Comme si ce n’était pas assez du côté du site, les surfaces végétales y seront augmentées de façon spectaculaire. Grâce à la mise en place du toit vert et d’un mur végétalisé du côté nord, en bordure d’une voie ferrée du Canadien Pacifique, mais aussi à la plantation de 600 nouveaux arbres et la préservation de 130 autres s’y trouvant déjà.

« Plus de 110 arbres ont même été transplantés et mis en jauge sur le site en vue d’être replantés sur le site », note Jean-Jacques Binoux, de Version & Vlan paysage, tout en soulignant que le système de plants de sedums installé sur le toit sera produit à l’avance en serre et qu’il arrivera sur les lieux à maturité, ceci de façon à ce que le voisinage ait illico une vue agréable sur le bâtiment.

Sabrer dans l’énergie

Si l’aménagement du site se révélait crucial pour la réussite du projet, l’optimisation éconergétique du centre de transport Stinson n’était pas en reste, loin de là même. À telle enseigne que les concepteurs visent à réduire sa consommation d’au moins 44 % par rapport à la référence du Code modèle national de l’énergie pour les bâtiments (CMNÉB). « Mais nous sommes confiants qu’au moment de raffiner notre simulation avec les documents finaux, on devrait dépasser la barre des 50 % », indique Julien Allard, ingénieur en mécanique chez Bouthillette Parizeau.

■ Consignes
a - Restituez fidèlement le passage de l'extrait sur le centre de transport Stinson qui commence par « Si l’aménagement du » et se poursuit jusqu'à « chez Bouthillette Parizeau. ».
b - D'après l'extrait sur le centre de transport Stinson, combien de nouveaux arbres seront plantés sur le site ?
Les lignes ci-dessous n'ont aucun rapport avec l'extrait sur le centre de transport Stinson.

■ Données brutes
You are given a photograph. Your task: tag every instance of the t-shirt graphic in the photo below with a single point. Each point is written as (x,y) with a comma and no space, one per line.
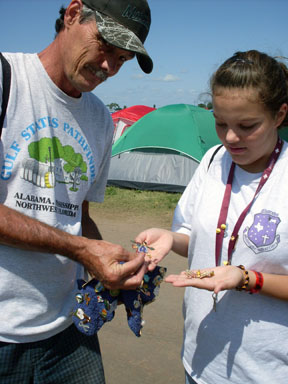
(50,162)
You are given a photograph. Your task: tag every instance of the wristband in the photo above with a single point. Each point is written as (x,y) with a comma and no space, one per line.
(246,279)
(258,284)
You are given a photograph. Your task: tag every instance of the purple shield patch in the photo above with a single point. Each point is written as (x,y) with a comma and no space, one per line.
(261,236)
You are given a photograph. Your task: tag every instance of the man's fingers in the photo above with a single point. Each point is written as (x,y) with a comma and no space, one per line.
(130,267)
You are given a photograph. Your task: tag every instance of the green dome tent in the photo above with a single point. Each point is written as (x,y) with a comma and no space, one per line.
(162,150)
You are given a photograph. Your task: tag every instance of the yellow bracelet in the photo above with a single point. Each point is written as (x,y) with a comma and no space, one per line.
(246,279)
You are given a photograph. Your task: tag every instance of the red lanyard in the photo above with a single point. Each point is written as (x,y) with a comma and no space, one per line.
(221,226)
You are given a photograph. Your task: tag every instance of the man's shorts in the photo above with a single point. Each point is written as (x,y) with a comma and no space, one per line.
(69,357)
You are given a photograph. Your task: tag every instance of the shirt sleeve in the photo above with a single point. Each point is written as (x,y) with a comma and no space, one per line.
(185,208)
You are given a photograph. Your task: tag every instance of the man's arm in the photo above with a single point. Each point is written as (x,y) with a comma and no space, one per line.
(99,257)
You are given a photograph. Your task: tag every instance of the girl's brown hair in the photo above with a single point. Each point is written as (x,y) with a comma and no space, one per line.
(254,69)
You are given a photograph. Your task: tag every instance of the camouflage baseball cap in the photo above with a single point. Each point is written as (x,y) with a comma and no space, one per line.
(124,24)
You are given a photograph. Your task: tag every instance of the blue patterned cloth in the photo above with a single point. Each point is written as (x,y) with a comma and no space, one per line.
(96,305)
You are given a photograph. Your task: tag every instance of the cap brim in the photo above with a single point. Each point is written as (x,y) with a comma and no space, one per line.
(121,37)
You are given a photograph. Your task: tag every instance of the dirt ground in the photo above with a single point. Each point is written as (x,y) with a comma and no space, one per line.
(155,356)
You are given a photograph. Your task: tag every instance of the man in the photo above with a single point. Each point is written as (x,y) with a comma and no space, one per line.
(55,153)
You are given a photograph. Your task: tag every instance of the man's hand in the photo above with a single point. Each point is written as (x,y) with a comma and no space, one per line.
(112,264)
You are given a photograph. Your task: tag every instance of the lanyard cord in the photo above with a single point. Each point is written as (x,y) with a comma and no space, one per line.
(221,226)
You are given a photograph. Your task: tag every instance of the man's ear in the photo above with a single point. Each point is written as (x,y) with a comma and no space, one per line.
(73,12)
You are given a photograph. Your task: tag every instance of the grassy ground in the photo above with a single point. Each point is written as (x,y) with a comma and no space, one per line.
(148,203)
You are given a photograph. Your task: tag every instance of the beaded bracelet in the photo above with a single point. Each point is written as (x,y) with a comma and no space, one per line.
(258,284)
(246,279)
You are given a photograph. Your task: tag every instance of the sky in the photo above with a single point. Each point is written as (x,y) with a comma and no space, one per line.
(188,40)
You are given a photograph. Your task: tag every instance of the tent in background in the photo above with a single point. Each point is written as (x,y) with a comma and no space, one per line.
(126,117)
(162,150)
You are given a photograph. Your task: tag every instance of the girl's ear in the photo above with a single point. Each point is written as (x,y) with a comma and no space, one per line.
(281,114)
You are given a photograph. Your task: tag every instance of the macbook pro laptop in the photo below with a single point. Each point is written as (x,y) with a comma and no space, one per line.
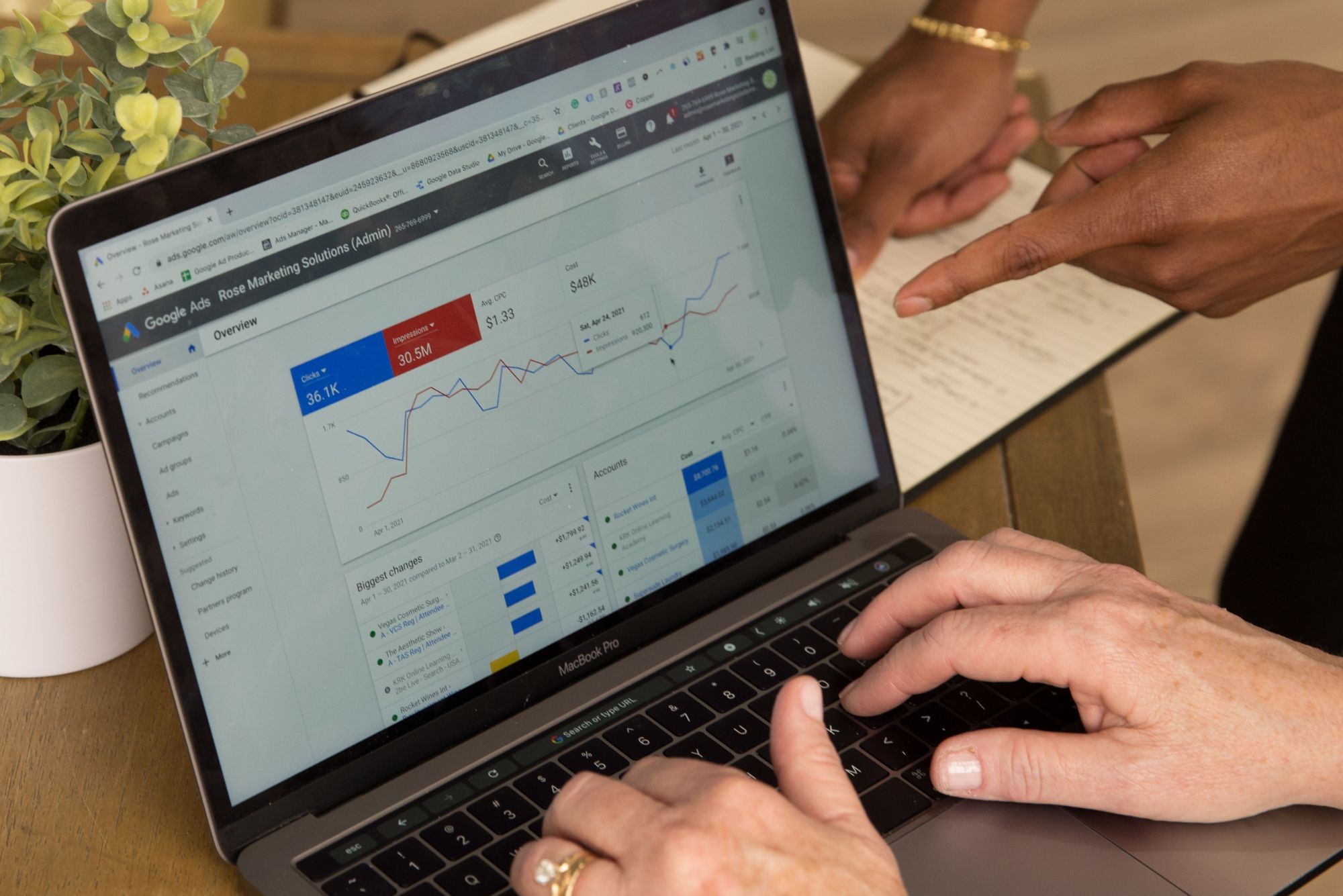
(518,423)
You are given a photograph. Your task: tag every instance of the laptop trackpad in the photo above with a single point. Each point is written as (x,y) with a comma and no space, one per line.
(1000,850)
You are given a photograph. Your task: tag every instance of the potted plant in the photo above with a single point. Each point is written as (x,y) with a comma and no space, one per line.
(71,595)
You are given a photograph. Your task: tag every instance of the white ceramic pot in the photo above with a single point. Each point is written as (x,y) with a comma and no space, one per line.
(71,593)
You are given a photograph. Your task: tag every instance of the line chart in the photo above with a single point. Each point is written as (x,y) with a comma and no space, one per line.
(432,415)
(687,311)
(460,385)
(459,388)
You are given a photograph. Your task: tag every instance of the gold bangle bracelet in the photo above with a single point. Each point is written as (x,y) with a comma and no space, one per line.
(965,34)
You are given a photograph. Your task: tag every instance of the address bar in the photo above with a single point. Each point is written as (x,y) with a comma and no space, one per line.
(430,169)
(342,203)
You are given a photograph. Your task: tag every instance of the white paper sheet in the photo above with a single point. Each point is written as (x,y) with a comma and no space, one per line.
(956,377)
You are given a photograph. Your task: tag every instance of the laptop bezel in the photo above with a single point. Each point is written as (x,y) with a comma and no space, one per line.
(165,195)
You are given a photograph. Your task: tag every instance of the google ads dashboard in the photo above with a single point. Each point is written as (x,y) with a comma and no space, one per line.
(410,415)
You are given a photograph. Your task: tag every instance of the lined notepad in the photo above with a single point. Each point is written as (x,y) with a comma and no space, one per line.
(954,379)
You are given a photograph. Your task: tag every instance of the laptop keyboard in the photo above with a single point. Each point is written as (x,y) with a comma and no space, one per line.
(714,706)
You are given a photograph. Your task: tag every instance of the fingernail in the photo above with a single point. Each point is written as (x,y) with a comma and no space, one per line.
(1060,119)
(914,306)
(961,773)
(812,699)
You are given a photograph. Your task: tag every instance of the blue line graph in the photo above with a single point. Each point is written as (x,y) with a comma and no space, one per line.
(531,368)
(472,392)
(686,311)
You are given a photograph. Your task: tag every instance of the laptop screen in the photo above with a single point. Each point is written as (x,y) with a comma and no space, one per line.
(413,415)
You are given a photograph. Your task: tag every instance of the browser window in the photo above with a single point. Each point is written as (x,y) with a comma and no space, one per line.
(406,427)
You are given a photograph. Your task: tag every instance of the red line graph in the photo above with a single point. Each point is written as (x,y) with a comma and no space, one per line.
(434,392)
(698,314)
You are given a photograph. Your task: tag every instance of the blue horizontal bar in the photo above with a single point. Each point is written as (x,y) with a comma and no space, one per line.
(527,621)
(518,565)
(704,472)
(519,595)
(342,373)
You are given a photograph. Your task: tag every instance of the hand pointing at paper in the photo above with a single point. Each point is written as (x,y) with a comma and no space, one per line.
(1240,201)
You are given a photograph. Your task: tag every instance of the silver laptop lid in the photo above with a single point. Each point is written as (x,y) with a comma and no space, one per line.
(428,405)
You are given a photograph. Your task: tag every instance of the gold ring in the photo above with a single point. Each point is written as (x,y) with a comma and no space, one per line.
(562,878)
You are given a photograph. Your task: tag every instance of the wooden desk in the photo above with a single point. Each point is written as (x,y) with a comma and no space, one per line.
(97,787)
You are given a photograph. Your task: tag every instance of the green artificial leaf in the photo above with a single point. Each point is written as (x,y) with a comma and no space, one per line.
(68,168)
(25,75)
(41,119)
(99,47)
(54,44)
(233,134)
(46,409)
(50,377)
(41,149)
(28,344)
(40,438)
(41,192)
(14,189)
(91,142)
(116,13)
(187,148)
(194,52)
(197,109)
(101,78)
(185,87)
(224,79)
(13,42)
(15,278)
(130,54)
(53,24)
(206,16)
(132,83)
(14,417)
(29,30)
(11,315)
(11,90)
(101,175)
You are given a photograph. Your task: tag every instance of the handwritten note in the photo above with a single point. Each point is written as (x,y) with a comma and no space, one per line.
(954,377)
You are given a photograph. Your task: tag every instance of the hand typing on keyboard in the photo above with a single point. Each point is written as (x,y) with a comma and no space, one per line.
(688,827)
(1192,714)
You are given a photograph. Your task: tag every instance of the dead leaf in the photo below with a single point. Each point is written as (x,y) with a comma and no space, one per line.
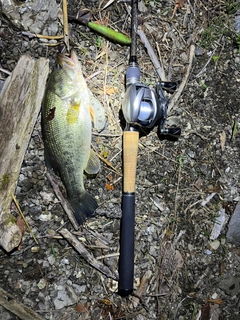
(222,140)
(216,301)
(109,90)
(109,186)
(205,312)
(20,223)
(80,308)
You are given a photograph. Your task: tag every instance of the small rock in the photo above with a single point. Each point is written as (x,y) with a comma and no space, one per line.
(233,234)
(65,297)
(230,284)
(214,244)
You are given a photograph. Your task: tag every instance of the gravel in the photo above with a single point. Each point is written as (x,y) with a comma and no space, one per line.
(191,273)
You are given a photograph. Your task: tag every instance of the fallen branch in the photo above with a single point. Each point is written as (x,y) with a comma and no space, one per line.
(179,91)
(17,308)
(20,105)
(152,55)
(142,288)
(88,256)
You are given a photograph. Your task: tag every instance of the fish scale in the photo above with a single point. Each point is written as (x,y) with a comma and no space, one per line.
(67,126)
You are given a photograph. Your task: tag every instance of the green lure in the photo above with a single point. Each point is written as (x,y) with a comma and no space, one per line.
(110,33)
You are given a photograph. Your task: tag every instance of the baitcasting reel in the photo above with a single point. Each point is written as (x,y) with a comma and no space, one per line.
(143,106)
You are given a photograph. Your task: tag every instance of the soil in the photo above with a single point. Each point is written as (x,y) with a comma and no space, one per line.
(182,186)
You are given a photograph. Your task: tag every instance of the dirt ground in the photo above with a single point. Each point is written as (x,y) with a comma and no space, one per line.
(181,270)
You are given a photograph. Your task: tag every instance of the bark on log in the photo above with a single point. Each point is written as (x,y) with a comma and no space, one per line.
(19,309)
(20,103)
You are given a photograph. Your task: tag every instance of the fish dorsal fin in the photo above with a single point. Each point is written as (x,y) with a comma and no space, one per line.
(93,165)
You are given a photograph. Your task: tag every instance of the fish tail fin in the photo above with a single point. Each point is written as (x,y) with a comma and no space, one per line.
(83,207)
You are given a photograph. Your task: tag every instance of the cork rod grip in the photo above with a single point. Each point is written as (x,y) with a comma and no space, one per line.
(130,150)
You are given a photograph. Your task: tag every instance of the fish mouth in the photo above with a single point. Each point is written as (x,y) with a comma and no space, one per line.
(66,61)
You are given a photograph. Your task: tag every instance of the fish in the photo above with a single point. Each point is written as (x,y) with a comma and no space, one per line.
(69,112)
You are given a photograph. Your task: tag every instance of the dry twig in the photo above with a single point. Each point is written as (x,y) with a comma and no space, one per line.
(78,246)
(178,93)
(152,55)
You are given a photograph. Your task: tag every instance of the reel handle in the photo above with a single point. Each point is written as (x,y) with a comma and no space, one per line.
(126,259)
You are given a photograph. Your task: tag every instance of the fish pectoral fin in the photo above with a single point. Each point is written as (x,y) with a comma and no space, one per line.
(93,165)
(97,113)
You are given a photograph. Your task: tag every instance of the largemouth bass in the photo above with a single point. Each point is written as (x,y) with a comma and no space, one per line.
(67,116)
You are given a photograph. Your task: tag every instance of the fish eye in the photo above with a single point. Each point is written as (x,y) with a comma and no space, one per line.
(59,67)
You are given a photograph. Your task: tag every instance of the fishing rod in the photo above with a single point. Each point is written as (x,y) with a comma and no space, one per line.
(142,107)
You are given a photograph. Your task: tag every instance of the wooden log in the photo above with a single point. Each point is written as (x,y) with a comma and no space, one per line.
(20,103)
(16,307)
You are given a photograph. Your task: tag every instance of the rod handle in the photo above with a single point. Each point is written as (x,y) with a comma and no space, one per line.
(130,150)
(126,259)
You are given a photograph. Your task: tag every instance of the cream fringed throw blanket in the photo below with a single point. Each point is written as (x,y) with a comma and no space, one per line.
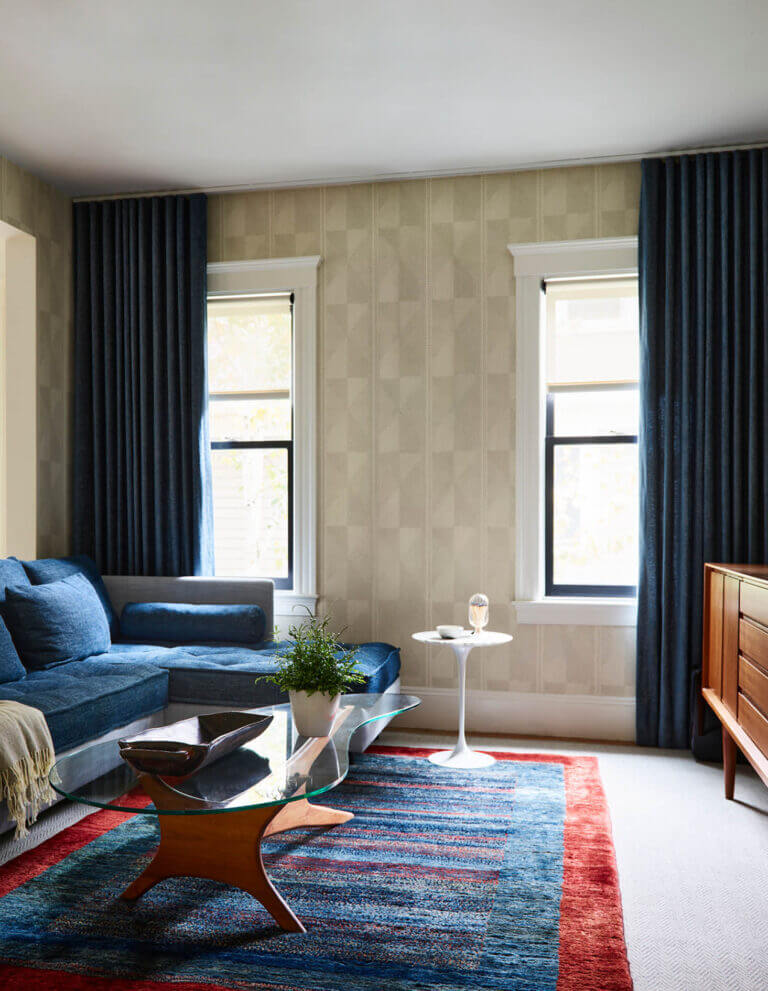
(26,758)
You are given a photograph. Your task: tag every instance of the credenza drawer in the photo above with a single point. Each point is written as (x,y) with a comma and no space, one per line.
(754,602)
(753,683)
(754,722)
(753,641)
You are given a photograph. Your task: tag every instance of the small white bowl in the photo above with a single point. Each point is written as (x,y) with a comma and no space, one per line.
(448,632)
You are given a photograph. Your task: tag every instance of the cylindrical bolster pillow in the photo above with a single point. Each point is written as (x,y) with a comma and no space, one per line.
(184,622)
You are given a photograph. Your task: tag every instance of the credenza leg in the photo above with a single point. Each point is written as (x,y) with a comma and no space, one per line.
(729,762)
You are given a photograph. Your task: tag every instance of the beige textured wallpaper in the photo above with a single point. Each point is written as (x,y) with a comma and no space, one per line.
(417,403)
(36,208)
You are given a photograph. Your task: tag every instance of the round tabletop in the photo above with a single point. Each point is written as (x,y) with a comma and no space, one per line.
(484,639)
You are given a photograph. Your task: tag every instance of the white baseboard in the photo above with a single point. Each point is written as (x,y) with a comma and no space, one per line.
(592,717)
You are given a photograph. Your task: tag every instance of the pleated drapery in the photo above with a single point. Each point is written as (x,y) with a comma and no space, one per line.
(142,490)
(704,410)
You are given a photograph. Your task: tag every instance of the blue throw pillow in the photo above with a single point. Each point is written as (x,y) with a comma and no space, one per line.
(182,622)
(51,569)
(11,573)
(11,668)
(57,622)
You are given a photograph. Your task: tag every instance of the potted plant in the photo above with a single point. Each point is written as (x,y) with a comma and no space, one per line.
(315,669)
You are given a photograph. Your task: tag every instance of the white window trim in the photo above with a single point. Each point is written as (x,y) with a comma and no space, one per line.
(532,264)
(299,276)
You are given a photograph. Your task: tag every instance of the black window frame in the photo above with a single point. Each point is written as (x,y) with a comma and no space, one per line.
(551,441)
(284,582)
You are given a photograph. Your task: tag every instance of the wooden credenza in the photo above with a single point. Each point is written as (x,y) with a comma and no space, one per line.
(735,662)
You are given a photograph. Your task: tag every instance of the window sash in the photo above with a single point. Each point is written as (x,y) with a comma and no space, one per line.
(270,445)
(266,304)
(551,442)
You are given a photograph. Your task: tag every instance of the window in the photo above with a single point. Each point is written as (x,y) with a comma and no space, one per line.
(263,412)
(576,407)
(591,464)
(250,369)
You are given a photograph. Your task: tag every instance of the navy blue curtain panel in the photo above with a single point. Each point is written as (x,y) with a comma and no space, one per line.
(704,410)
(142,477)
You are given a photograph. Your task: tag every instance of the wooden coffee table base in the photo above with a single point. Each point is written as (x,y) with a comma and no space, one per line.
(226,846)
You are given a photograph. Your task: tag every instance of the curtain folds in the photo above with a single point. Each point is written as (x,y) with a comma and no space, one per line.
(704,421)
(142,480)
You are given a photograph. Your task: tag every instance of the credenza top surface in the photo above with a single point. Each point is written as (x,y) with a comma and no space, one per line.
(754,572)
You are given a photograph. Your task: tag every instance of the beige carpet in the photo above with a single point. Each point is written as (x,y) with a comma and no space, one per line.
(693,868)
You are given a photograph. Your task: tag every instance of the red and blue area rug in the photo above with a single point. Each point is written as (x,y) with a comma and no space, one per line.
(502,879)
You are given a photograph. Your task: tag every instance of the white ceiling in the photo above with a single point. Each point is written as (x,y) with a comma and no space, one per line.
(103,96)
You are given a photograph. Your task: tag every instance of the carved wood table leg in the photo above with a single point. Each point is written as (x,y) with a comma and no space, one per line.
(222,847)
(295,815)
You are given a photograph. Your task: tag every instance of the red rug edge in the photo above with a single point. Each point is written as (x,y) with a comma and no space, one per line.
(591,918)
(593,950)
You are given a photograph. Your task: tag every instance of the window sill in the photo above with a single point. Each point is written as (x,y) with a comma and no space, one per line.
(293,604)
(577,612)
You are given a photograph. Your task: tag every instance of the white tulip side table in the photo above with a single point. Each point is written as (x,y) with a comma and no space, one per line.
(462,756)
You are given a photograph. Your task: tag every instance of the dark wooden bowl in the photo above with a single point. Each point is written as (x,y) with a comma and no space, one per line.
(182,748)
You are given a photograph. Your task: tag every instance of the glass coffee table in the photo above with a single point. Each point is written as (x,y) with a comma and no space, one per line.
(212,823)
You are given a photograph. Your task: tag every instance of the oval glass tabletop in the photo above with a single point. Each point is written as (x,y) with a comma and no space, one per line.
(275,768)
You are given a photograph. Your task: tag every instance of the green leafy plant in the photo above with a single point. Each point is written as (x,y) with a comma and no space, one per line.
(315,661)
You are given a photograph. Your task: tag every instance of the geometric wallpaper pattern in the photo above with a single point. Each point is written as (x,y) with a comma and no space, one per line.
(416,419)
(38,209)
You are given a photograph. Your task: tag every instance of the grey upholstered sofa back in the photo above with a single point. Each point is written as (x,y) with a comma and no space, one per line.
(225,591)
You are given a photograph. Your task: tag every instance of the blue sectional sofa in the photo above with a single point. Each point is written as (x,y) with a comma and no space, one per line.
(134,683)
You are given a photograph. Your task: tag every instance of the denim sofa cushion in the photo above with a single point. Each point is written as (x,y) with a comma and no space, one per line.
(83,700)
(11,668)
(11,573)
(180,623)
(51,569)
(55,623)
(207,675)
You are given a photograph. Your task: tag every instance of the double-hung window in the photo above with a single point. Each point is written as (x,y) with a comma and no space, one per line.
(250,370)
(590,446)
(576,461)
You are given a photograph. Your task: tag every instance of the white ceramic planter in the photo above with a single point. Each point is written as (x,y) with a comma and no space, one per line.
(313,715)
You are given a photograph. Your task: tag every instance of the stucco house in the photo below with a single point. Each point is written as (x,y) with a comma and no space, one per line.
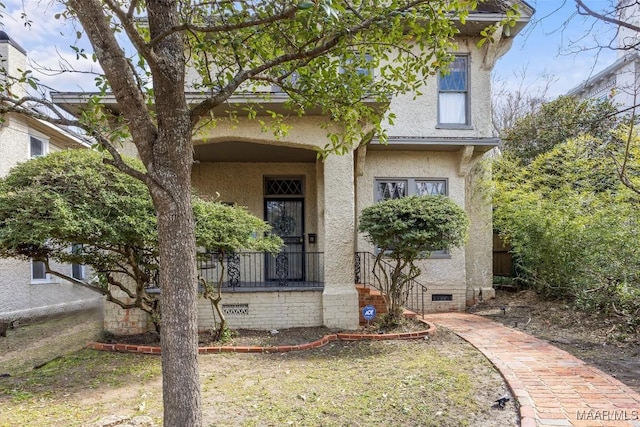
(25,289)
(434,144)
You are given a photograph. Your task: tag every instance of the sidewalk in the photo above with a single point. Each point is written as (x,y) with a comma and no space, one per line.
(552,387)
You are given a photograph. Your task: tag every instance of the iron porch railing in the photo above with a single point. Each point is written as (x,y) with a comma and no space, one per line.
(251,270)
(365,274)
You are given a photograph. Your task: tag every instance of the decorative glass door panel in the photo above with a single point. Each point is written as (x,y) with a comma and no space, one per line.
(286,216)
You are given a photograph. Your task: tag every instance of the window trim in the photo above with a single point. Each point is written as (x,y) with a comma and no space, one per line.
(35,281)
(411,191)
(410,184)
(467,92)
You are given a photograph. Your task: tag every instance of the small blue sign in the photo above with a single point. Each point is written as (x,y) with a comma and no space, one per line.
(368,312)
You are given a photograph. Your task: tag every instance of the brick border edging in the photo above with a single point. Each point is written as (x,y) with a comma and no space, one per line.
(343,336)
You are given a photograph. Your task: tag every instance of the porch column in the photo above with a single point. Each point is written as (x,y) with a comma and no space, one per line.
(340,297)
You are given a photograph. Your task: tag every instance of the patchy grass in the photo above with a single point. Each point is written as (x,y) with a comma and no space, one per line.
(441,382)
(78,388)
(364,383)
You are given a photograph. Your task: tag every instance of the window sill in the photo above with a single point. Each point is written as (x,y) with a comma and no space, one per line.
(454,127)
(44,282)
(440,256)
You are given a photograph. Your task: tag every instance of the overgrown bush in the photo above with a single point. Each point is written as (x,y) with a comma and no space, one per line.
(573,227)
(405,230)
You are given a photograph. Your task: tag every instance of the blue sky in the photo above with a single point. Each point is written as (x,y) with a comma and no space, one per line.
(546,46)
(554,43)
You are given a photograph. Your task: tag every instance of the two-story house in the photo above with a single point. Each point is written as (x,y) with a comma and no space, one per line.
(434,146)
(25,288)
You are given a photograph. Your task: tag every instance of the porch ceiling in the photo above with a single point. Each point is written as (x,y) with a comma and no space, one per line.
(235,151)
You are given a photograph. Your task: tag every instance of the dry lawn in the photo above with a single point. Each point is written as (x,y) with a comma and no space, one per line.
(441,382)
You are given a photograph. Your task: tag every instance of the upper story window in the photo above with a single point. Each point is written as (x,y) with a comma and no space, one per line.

■ Corrigé
a -
Si l’aménagement du site se révélait crucial pour la réussite du projet, l’optimisation éconergétique du centre de transport Stinson n’était pas en reste, loin de là même. À telle enseigne que les concepteurs visent à réduire sa consommation d’au moins 44 % par rapport à la référence du Code modèle national de l’énergie pour les bâtiments (CMNÉB). « Mais nous sommes confiants qu’au moment de raffiner notre simulation avec les documents finaux, on devrait dépasser la barre des 50 % », indique Julien Allard, ingénieur en mécanique chez Bouthillette Parizeau.

b - 600 nouveaux arbres seront plantés sur le site.